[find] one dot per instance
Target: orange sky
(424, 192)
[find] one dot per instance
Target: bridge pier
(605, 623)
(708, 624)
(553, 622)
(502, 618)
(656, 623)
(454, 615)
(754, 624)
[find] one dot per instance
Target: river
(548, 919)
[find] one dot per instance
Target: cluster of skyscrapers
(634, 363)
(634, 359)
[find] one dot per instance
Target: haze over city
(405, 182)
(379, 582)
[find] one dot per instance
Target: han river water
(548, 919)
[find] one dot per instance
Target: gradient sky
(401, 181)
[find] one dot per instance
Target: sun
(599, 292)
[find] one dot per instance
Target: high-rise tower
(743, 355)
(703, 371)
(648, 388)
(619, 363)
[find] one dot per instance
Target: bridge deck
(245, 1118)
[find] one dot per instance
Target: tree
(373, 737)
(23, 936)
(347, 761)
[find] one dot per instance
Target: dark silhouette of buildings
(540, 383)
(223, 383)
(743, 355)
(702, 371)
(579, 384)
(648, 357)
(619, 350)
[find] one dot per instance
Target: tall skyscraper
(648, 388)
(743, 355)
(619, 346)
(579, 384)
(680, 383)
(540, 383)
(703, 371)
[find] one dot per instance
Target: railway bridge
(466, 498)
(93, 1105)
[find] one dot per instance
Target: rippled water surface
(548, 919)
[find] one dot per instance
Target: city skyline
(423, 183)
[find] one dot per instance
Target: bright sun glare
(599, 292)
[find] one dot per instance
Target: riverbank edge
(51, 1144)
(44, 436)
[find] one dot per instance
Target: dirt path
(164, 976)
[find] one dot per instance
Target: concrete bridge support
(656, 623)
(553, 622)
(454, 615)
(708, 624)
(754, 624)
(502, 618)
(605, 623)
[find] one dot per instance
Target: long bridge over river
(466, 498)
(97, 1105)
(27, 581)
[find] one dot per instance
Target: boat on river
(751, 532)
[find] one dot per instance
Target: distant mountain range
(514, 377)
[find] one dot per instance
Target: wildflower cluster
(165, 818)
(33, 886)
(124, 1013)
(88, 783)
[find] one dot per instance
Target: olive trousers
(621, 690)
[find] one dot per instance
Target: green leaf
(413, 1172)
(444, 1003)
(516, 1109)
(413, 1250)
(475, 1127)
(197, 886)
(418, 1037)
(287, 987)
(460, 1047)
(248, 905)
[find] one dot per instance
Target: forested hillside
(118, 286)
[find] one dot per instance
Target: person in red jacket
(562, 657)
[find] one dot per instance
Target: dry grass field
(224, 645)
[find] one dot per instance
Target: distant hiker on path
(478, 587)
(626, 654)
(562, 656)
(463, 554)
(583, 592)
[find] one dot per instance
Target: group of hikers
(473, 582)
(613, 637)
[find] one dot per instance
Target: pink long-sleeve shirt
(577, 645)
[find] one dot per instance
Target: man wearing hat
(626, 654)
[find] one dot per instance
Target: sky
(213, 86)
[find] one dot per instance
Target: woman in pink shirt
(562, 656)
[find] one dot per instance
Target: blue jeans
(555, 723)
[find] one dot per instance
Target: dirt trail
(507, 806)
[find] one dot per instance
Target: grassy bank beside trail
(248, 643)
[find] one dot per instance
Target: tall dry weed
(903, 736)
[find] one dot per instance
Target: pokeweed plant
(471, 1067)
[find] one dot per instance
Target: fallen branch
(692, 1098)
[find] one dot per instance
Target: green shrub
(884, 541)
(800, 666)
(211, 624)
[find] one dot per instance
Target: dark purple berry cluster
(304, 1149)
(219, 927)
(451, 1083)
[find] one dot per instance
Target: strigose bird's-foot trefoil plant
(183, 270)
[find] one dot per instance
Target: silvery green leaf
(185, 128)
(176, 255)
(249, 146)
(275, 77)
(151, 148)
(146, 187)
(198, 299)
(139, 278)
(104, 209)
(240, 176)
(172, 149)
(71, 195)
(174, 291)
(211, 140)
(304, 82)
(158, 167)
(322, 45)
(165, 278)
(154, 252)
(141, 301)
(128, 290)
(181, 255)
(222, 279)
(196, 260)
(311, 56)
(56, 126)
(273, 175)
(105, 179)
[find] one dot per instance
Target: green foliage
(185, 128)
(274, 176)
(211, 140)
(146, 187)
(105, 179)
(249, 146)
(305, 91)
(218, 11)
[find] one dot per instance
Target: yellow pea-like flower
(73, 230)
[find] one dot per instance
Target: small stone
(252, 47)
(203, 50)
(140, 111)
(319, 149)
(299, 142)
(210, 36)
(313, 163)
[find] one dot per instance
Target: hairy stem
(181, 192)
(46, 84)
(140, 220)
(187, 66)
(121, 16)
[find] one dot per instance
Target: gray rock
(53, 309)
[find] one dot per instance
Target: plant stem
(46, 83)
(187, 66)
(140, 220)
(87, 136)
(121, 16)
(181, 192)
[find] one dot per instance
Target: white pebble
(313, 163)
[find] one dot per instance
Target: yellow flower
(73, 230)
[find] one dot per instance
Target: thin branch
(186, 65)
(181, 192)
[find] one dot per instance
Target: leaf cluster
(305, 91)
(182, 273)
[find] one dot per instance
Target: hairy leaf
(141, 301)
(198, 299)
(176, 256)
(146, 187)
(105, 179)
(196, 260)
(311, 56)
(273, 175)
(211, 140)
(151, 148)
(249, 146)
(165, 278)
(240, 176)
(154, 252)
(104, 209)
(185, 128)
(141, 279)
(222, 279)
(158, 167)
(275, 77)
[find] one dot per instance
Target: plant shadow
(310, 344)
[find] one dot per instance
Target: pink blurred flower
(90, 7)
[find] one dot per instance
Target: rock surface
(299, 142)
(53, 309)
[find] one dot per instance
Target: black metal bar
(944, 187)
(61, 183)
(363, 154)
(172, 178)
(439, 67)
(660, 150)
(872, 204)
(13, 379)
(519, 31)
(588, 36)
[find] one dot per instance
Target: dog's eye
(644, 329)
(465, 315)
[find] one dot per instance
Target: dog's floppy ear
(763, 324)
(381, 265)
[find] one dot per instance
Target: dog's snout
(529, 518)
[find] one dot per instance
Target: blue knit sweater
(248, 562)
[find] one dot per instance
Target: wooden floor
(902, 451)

--*--

What to work on: Extract the complete listing above, reproducing each line exactly.

Result of this exercise:
[find] one dot per instance
Target: orange sky
(424, 192)
[find] one dot per instance
Target: bridge pier
(605, 623)
(708, 624)
(553, 622)
(502, 618)
(656, 623)
(454, 615)
(754, 624)
[find] one dot per instance
Target: river
(548, 919)
[find] one dot per instance
Target: cluster of skyscrapers
(634, 363)
(634, 359)
[find] one dot per instance
Target: haze over city
(405, 182)
(379, 582)
[find] one dot per instance
Target: han river water
(548, 919)
[find] one dot per instance
Target: gradient sky
(401, 181)
[find] one dot per instance
Target: sun
(599, 292)
[find] one dot per instance
Target: high-rise tower
(743, 355)
(703, 371)
(648, 388)
(619, 363)
[find] one dot per instance
Target: bridge deck
(245, 1118)
[find] one dot per instance
Target: tree
(373, 737)
(23, 936)
(347, 761)
[find] one dot per instance
Target: dark silhouette of buildings
(540, 383)
(223, 383)
(743, 355)
(702, 371)
(579, 384)
(648, 357)
(619, 350)
[find] one dot per instance
Target: tall skyscraper
(648, 388)
(743, 355)
(619, 346)
(579, 384)
(680, 383)
(540, 383)
(703, 371)
[find] one dot per instance
Target: railway bridge
(466, 498)
(93, 1105)
[find] one dot per instance
Target: rippled water surface
(548, 919)
[find] one dot per instance
Target: city skyline
(423, 183)
[find] one dot per instance
Target: bright sun glare
(599, 292)
[find] one dot per instance
Target: riverbank edge
(51, 1144)
(44, 436)
[find] one dot per instance
Target: dirt path
(164, 976)
[find] one dot per instance
Target: concrete bridge support
(656, 623)
(553, 622)
(454, 615)
(708, 624)
(754, 624)
(502, 618)
(605, 623)
[find] one dot per instance
Target: long bridge over river
(466, 498)
(97, 1105)
(27, 581)
[find] one dot per instance
Target: boat on river
(751, 532)
[find] one dot per instance
Target: distant mountain range
(514, 377)
[find] one dot per instance
Target: wildflower cluster
(165, 818)
(33, 886)
(124, 1013)
(88, 783)
[find] one dot per instance
Target: olive trousers
(621, 690)
[find] one dot per instance
Target: green leaf
(413, 1172)
(444, 1003)
(516, 1109)
(413, 1250)
(475, 1127)
(197, 886)
(418, 1037)
(287, 987)
(460, 1047)
(248, 905)
[find] one dot per instance
Target: forested hillside
(118, 286)
[find] one dot per instance
Target: person in red jacket
(562, 657)
[find] one dot per instance
Target: dry grass field
(224, 645)
[find] one dot per instance
Target: distant hiker on path
(478, 587)
(626, 654)
(562, 656)
(463, 554)
(583, 592)
[find] one dot per instance
Target: group of hikers
(473, 582)
(613, 637)
[find] one dot per instance
Target: pink long-sleeve shirt
(577, 645)
[find] one dot per instance
Target: man wearing hat
(626, 654)
[find] one dot per instance
Target: sky
(213, 86)
[find] one dot per instance
Target: woman in pink shirt
(562, 656)
[find] one dot per instance
Target: blue jeans
(555, 723)
[find] one dot per instance
Target: dirt trail
(507, 806)
[find] one dot per instance
Target: grassy bank beside trail
(248, 643)
[find] one dot per instance
Target: tall dry weed
(903, 736)
[find] one dot per instance
Target: pokeweed plant
(471, 1067)
[find] one dot per instance
Target: fallen branch
(692, 1098)
[find] one dot per instance
Target: green shrub
(884, 541)
(800, 666)
(211, 624)
[find] one dot per instance
Target: dark purple berry cluster
(304, 1149)
(219, 927)
(451, 1083)
[find] one dot per instance
Target: strigose bird's-foot trefoil plant
(183, 270)
[find] one dot per instance
Target: silvery green leaf
(185, 128)
(176, 255)
(249, 146)
(275, 77)
(151, 148)
(146, 187)
(198, 299)
(139, 278)
(104, 209)
(240, 176)
(172, 149)
(71, 195)
(174, 291)
(211, 140)
(304, 82)
(158, 167)
(322, 45)
(165, 278)
(154, 252)
(141, 301)
(128, 290)
(181, 255)
(222, 279)
(196, 260)
(311, 56)
(56, 126)
(273, 175)
(105, 179)
[find] one dot per instance
Target: green foliage
(185, 128)
(274, 176)
(211, 140)
(146, 187)
(105, 179)
(249, 146)
(305, 91)
(218, 11)
[find] one dot per instance
Target: yellow pea-like flower
(73, 230)
[find] one dot per instance
Target: small stone
(252, 47)
(203, 50)
(140, 111)
(319, 149)
(299, 142)
(210, 36)
(313, 163)
[find] one dot per instance
Target: hairy stem
(181, 192)
(46, 84)
(140, 220)
(187, 66)
(121, 16)
[find] one dot per instance
Target: gray rock
(53, 309)
[find] one dot per instance
Target: plant stem
(46, 83)
(187, 66)
(140, 220)
(87, 136)
(121, 16)
(181, 192)
[find] one dot per instance
Target: white pebble
(313, 163)
[find] one dot per instance
Target: yellow flower
(73, 230)
[find] one dot per instance
Target: thin branch
(186, 65)
(181, 192)
[find] one dot per instance
Target: leaf cluster
(305, 91)
(182, 273)
[find] one dot per instance
Target: hairy leaf
(141, 301)
(198, 299)
(176, 256)
(146, 187)
(105, 179)
(196, 260)
(311, 56)
(273, 175)
(211, 140)
(151, 148)
(249, 146)
(165, 278)
(240, 176)
(154, 252)
(104, 209)
(185, 128)
(141, 279)
(222, 279)
(158, 167)
(275, 77)
[find] one dot per instance
Target: plant shadow
(310, 344)
[find] one dot per instance
Target: pink blurred flower
(90, 7)
[find] one dot per instance
Target: rock surface
(299, 142)
(53, 309)
[find] one dot per instance
Target: black metal bar
(944, 187)
(61, 183)
(363, 154)
(172, 178)
(439, 67)
(660, 150)
(872, 204)
(13, 379)
(519, 31)
(588, 36)
[find] one dot per instance
Target: dog's eye
(644, 329)
(465, 315)
[find] one dot per instance
Target: dog's floppy ear
(763, 324)
(381, 265)
[find] one dot per instance
Target: dog's snout
(529, 518)
[find] one dot per instance
Target: blue knit sweater
(248, 562)
[find] one dot per instance
Target: wooden floor
(902, 451)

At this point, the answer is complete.